Please write out these rows again with "concrete pillar" swapped for "stone column" and nothing else changed. Leave the pictures out.

* begin The records *

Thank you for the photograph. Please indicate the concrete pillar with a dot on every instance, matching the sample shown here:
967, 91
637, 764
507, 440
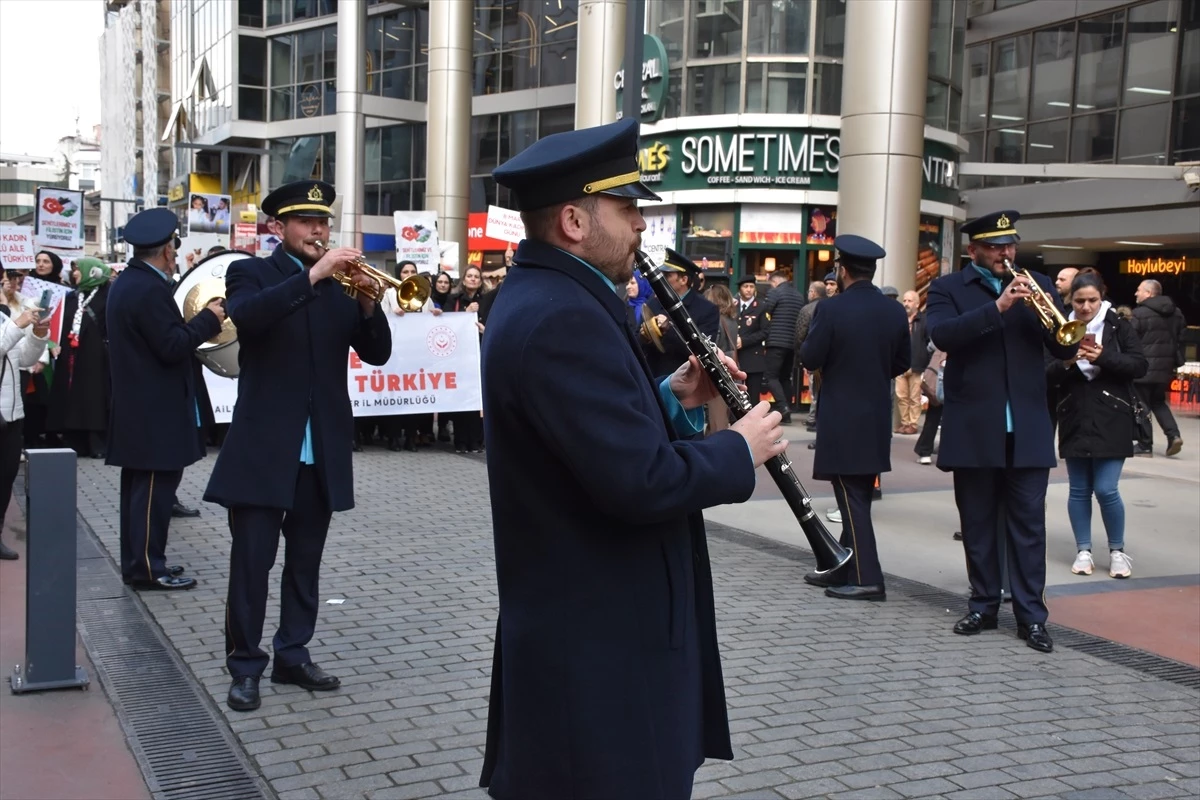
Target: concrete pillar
352, 34
883, 130
600, 49
448, 124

* end The records *

> [Response to the task]
Thank you for the photograph. Please indicate the stone column with a dot on every instance, matching the sample shown here:
967, 91
637, 764
507, 440
Target: stone column
352, 34
883, 130
600, 49
448, 124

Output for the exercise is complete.